══ Records provided

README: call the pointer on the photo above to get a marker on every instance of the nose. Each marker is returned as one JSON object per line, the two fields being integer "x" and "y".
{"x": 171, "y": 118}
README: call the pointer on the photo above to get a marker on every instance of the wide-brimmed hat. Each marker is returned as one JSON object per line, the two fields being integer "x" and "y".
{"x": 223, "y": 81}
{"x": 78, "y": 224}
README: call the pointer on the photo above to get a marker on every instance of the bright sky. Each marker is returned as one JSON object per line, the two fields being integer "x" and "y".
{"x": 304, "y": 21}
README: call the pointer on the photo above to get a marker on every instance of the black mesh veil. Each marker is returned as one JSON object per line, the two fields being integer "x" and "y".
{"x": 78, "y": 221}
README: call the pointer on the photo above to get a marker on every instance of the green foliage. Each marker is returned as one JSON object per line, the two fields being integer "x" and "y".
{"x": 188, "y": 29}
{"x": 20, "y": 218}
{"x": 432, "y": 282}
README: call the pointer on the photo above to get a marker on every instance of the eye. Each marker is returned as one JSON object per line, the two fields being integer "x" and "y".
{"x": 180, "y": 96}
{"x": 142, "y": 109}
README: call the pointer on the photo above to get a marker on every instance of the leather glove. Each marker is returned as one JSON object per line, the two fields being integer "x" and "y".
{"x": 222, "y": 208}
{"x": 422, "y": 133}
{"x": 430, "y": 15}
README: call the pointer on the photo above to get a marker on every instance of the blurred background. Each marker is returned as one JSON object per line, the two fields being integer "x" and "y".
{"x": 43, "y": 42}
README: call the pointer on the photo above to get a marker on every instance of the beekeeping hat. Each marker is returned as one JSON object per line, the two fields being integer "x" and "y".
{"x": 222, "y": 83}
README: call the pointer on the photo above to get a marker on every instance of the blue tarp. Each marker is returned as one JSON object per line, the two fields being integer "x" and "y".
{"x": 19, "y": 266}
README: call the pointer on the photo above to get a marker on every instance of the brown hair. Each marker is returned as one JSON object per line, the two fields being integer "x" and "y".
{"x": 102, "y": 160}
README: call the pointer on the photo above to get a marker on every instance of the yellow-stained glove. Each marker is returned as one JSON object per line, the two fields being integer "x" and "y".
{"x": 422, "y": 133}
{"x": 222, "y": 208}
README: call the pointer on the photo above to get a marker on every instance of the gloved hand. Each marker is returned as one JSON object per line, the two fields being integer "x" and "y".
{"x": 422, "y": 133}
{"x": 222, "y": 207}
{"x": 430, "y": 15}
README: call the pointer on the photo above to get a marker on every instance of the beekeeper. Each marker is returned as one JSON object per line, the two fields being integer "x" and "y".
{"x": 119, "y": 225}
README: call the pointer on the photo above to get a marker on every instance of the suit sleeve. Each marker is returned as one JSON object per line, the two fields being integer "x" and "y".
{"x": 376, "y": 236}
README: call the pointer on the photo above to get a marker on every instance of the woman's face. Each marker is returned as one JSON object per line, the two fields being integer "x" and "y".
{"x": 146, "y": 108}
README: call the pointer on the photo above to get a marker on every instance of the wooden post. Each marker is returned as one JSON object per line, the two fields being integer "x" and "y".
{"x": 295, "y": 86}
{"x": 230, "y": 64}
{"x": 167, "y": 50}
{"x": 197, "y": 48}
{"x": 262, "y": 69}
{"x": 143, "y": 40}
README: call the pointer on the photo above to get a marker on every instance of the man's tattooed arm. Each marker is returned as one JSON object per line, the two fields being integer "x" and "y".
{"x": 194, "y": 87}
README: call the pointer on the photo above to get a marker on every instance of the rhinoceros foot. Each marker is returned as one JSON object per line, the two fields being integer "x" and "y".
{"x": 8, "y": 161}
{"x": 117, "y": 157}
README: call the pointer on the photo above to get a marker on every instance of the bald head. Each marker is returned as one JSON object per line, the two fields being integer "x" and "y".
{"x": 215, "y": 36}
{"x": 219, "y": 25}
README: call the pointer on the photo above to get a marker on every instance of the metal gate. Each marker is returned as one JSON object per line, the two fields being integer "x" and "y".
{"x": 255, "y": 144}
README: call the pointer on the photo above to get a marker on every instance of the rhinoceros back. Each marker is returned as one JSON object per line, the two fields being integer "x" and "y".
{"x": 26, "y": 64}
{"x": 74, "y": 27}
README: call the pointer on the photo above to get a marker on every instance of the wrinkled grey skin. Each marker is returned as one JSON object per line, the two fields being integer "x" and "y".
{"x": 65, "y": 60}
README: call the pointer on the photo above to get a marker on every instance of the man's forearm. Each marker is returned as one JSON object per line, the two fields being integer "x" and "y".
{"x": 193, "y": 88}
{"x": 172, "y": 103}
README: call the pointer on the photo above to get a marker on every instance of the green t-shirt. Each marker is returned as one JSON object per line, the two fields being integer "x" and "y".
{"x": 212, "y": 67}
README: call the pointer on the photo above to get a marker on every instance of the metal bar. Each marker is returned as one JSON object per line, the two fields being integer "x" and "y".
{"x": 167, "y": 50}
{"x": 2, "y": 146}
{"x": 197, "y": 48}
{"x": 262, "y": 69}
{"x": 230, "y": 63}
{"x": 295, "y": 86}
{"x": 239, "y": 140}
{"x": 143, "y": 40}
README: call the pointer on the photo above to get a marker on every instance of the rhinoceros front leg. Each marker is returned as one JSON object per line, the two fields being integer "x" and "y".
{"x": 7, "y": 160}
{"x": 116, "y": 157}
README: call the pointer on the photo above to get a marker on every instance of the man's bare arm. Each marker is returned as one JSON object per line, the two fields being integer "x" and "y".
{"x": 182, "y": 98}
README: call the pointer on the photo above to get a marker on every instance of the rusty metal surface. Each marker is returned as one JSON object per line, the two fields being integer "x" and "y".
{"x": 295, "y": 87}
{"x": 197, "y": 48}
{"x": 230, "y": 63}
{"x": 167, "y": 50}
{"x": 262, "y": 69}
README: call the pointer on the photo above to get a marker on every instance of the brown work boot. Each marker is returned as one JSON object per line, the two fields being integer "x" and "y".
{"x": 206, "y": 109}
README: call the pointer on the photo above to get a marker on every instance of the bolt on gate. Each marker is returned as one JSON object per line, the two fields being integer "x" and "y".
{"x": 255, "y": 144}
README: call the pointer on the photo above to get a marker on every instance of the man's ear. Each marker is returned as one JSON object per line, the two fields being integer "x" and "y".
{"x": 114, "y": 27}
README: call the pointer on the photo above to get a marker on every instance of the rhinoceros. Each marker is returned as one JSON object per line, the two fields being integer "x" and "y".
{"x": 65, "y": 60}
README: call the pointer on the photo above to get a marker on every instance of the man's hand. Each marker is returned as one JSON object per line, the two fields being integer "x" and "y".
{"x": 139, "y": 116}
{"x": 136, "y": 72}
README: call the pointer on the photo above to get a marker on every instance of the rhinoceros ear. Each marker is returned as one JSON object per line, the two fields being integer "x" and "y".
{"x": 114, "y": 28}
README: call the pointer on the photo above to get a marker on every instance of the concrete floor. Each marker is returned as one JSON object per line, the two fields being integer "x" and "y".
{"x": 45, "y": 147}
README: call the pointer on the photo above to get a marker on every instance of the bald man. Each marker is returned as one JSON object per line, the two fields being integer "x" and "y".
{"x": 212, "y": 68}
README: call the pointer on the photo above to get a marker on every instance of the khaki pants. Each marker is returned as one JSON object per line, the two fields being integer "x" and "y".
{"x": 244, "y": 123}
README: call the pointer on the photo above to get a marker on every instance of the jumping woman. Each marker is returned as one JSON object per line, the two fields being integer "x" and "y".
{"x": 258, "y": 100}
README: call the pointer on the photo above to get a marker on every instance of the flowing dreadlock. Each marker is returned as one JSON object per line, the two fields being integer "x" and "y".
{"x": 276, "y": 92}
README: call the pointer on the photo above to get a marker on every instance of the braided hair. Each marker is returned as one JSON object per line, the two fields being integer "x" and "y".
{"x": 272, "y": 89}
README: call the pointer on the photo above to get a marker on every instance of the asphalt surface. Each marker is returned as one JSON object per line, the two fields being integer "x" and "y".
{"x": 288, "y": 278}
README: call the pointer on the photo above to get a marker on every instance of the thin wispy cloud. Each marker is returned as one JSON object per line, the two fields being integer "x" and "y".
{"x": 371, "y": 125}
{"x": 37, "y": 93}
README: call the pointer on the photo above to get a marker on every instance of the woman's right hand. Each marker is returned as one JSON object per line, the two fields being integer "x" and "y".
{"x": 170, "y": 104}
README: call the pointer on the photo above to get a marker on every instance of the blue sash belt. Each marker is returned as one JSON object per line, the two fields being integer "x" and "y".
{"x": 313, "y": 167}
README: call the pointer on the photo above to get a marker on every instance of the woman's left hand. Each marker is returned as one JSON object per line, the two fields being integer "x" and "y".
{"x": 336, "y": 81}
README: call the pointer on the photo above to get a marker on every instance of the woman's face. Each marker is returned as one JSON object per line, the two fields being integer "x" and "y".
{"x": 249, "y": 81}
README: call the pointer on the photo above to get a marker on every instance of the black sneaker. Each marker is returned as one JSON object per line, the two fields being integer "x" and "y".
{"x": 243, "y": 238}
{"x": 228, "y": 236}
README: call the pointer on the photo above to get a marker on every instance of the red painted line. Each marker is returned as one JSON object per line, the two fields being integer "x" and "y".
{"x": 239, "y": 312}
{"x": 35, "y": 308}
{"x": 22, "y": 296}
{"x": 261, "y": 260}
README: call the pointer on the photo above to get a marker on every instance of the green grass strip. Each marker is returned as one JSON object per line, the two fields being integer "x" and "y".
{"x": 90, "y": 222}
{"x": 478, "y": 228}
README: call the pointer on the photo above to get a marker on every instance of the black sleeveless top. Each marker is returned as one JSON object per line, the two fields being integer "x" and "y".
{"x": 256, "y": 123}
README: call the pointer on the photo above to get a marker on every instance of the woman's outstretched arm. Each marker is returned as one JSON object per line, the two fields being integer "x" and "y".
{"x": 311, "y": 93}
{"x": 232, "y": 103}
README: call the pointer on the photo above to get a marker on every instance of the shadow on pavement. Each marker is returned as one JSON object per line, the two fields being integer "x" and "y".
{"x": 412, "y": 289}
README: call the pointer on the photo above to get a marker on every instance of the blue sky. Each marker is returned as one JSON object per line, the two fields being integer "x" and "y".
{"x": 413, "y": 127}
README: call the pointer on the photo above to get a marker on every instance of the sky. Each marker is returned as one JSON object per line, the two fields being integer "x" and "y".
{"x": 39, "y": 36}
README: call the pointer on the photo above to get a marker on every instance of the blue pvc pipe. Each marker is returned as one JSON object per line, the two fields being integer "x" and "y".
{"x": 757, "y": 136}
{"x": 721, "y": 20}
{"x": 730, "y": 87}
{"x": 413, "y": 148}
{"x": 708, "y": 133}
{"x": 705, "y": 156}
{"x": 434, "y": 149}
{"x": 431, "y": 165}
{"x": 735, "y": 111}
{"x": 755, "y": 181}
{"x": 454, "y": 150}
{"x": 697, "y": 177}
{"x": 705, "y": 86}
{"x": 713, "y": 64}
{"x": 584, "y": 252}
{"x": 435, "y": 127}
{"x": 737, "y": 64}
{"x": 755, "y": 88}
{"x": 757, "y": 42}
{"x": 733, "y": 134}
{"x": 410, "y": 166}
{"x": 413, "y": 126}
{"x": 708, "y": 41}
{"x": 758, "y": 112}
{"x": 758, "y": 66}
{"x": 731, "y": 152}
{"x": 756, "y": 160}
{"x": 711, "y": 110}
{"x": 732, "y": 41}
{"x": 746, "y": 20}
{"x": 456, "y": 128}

════

● **Required task**:
Return exactly the lines from the one containing "the blue pvc" through the last line of the records above, both included, and nothing else.

● **Written answer**:
README: call the pointer on the photo above to get a marker on every instance of the blue pvc pipe. Each marker is returned as one JSON object per line, the two fields being integer "x" and "y".
{"x": 757, "y": 136}
{"x": 721, "y": 20}
{"x": 730, "y": 87}
{"x": 413, "y": 148}
{"x": 708, "y": 133}
{"x": 705, "y": 156}
{"x": 434, "y": 149}
{"x": 431, "y": 165}
{"x": 735, "y": 111}
{"x": 755, "y": 181}
{"x": 454, "y": 150}
{"x": 697, "y": 177}
{"x": 705, "y": 86}
{"x": 713, "y": 64}
{"x": 584, "y": 252}
{"x": 435, "y": 127}
{"x": 737, "y": 64}
{"x": 755, "y": 88}
{"x": 757, "y": 42}
{"x": 733, "y": 134}
{"x": 410, "y": 166}
{"x": 413, "y": 126}
{"x": 708, "y": 41}
{"x": 758, "y": 112}
{"x": 758, "y": 66}
{"x": 731, "y": 152}
{"x": 756, "y": 160}
{"x": 711, "y": 110}
{"x": 732, "y": 41}
{"x": 746, "y": 20}
{"x": 456, "y": 128}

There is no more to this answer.